Selected passage:
------------------------------
What I'm saying is that it makes sense to re-evaluate at each node failure, not at each sniff run.

@s1monw
s1monw Jun 13, 2016 Contributor

I am not sure if feels backwards to have the blacklist in here and check for every run?

@javanna
javanna Jun 13, 2016 Member

That's because we have the back-off. If we didn't check at every request, we would need a background thread that sets the hosts back depending on when each node failed last and how many consecutive times. Plus if all the nodes are blacklisted, we still resurrect one of them and try, while if we take them out, that wouldn't be possible. I feel like this host handling should happen within the client, not externally.

@HonzaKral
HonzaKral Jun 13, 2016 Member

Also a lot of people use a load balancer in front of http (either just to cross network boundaries or to add things like simple http auth or path/method filtering), they might have multiple of them for HA but sniffing won't be available in that case so we cannot rely on it being an option.

@s1monw
s1monw Jun 14, 2016 Contributor

@HonzaKral they failure listener is not bound to a sniffer it can be anything. nothing todo with HA or anything that you are confusing into this conversation.

@javanna I agree that background threads are not good. I think that is a design smell and we might wanna take a step back and rethink it for a moment. I would love if the decision to retry a node or not could be detached from the client. Something like public boolean onFailure(int httpCode, HttpHost host) then internally we can keep the blacklist as it is? WDYT

@javanna
javanna Jun 21, 2016 Member

discussed this with Simon and we decided to merge as-is for now and see whether in the future we still want to take out the retry policy and make it pluggable.

@s1monw s1monw and 1 other commented on an outdated diff Jun 13, 2016
...rc/main/java/org/elasticsearch/client/RestClient.java
+ if (previousDeadHostState == null) {
+ logger.debug("added host [" + host + "] to blacklist");
+ break;
+ }
+ if (blacklist.replace(host, previousDeadHostState, new DeadHostState(previousDeadHostState))) {
+ logger.debug("updated host [" + host + "] already in blacklist");
+ break;
+ }
+ }
+ failureListener.onFailure(host);
+ }
+
+ /**
+ * Sets a {@link FailureListener} to be notified each and every time a host fails
+ */
+ public synchronized void setFailureListener(FailureListener failureListener) {
@s1monw
s1monw Jun 13, 2016 Contributor

this should be passed as a constructor argument and should not be mutable

@s1monw
s1monw Jun 13, 2016 Contributor

it should also be required I guess?

@javanna
javanna Jun 13, 2016 Member

I replied to the same comment here. I am not sure how we this would work given that Sniffer depends on RestClient and not the other way around. The Sniffer, when registered, has to set itself as a failure listener. How can it do that if failure listener is required when creating the RestClient?

@s1monw
s1monw Jun 13, 2016 Contributor

so to me this is like a chicken egg problem if you use a sniffer on the same rest client as you add hosts to. They should use different policies for handing failures no? I mean you use one for sniffing and one for searching etc. If we want to use the same i think we should rather have the sniffer have a one to many relationship so you can use one sniffer with multiple clients? I am ok with one to one but it should be the sniffer that gets the client injected?
------------------------------
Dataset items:
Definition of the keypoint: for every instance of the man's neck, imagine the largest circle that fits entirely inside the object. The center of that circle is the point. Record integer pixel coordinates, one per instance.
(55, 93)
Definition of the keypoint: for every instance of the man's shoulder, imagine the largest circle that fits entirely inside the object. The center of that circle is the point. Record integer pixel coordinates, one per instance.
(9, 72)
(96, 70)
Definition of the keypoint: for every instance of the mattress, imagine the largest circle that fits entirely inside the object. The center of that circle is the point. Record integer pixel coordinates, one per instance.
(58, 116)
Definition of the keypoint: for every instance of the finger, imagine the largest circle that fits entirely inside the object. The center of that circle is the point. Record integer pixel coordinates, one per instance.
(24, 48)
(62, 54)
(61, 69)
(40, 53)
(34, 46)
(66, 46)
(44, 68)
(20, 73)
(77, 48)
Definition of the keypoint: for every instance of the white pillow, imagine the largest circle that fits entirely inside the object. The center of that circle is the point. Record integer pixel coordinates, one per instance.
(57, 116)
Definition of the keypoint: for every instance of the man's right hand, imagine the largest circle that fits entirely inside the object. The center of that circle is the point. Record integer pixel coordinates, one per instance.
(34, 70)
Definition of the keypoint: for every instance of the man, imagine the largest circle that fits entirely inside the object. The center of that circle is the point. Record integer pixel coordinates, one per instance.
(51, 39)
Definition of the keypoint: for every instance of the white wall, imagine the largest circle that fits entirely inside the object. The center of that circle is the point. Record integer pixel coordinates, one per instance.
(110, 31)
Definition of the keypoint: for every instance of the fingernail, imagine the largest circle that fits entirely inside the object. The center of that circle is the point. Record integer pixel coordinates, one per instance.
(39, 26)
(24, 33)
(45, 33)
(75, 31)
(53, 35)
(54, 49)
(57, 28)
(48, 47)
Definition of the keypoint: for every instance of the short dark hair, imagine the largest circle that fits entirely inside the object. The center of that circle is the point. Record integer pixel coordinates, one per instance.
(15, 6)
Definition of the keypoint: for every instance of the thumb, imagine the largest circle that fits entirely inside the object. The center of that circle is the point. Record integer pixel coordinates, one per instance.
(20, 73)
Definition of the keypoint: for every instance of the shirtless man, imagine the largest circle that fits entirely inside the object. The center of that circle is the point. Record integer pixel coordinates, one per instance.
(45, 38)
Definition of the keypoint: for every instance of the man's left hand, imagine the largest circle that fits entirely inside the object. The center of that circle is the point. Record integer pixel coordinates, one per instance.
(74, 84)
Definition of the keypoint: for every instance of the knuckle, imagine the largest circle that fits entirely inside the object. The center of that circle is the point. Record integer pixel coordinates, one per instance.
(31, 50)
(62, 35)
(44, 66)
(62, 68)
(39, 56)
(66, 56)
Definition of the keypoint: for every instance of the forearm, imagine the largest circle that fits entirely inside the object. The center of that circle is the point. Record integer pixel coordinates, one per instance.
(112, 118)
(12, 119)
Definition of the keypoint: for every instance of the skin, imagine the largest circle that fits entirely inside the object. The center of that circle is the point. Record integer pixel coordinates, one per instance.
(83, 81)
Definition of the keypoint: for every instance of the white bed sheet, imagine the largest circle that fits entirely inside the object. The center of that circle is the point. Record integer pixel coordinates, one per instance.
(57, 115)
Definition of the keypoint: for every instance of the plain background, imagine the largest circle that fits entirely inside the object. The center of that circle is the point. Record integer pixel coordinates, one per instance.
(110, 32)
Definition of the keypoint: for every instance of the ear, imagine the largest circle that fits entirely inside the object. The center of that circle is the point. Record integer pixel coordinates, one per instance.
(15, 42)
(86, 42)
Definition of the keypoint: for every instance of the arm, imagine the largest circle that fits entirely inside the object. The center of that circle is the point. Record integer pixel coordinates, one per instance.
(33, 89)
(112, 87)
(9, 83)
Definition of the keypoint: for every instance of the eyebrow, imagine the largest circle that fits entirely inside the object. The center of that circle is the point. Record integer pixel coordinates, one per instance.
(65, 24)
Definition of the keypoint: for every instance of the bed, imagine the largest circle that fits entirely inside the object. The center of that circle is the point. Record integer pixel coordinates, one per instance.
------------------------------
Problems to solve:
a) Transcribe everything in the RestClient review thread from "it should also" down to "creating the RestClient?".
b) According to the RestClient review thread, what was decided on Jun 21, 2016?
c) Using the RestClient review thread, explain why javanna says the blacklist is checked on every request instead of removing failed hosts.
The material above stands apart from the RestClient review thread.

Written responses:
a)
it should also be required I guess?

@javanna
javanna Jun 13, 2016 Member

I replied to the same comment here. I am not sure how we this would work given that Sniffer depends on RestClient and not the other way around. The Sniffer, when registered, has to set itself as a failure listener. How can it do that if failure listener is required when creating the RestClient?

b) It was decided to merge as-is for now and later see whether to take out the retry policy and make it pluggable.

c) Because there is a back-off, checking at every request avoids the need for a background thread to restore hosts based on when each node last failed and how many consecutive times. Checking this way also allows one node to be resurrected and tried even when all nodes are blacklisted, which would not be possible if they were taken out.